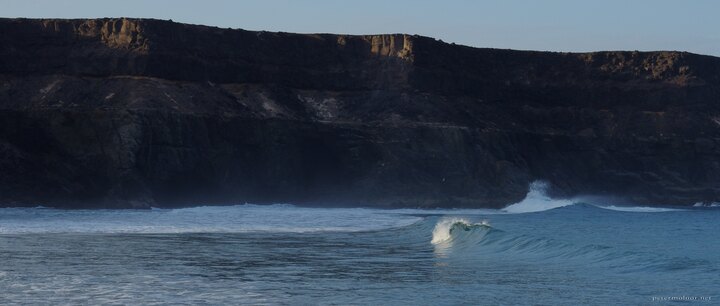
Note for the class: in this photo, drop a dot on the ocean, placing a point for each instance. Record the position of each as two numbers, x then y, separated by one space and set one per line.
540 251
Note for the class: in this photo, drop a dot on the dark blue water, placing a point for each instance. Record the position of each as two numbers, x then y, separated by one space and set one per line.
282 254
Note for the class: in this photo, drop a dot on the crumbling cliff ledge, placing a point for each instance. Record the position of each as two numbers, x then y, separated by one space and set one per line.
133 113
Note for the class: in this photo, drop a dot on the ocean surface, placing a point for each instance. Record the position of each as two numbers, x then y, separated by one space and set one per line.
540 251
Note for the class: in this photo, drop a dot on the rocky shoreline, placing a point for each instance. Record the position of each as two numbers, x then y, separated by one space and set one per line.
134 113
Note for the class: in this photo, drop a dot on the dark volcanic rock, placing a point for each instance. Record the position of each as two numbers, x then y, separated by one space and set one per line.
134 113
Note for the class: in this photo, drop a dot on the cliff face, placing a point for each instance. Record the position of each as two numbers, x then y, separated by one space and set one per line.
139 113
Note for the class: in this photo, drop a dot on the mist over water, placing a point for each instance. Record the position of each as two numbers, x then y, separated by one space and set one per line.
538 251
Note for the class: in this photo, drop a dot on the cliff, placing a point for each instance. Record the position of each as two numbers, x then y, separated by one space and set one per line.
140 113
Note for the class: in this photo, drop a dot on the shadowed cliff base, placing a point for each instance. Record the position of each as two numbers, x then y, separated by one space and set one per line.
133 113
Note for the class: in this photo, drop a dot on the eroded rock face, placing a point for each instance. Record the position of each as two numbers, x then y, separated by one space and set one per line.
139 113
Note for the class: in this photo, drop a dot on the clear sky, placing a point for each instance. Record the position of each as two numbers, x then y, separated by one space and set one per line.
556 25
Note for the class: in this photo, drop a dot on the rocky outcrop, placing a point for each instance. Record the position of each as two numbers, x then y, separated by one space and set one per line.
140 113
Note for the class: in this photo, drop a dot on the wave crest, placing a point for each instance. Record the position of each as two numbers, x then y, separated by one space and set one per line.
446 229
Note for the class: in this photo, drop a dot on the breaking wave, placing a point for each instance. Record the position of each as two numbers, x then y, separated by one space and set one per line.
537 200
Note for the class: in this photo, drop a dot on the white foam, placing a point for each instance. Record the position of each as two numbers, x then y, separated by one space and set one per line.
442 231
537 200
704 204
639 208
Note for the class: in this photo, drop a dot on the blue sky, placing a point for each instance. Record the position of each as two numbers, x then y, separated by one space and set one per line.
556 25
★ ★ ★ ★
* REQUIRED TASK
Beginning at the line where "on the shadowed" appears, extract each line through the end of the data above; keep them exact and include nothing else.

* ANSWER FOR THIS EXERCISE
Note for the class: in this photo, drop a dot on the shadowed cliff base, placing a point for each instance. Record the position of each as two numbers, x then y, separated by one space and set one per line.
133 113
Note for the class: in this photo, drop a dot on the eroded rock face, placing a point for each instance. Record the position of each as two numbers, x then y, separated by one space and set one per line.
139 113
Note for the class: in this photo, drop a dot on the clear sky, placing a point for each instance. Record the position of each as two numbers, x then y, separated by one space and set one per line.
556 25
Note for the class: in this photo, drop a dot on the rocky outcrop, placing a point for each instance. Record the position of each as two numbers, x then y, separated by one space and set one per line.
140 113
Note for the class: in this photo, drop a dot on the wave crest, placing a point for each instance. Record the position of each as two numbers, x then y, separated by one space and set one per line.
446 229
Note for the class: in this photo, drop a dot on the breaking wave, placing a point for each instance. Record the position of each as two numbers, x then y, separated by one space and set one per line.
537 200
Note for the class: in this photo, drop a dot on the white foam, placing a point for each instance. Record the position of each as two numbers, x then y, separated by one space and set one per line.
442 231
537 200
704 204
639 208
Note for the class: in this photo, drop a dot on the blue sky, placing a point for each instance. Record the position of each as two numbers, x then y, separated by one space and set one per line.
556 25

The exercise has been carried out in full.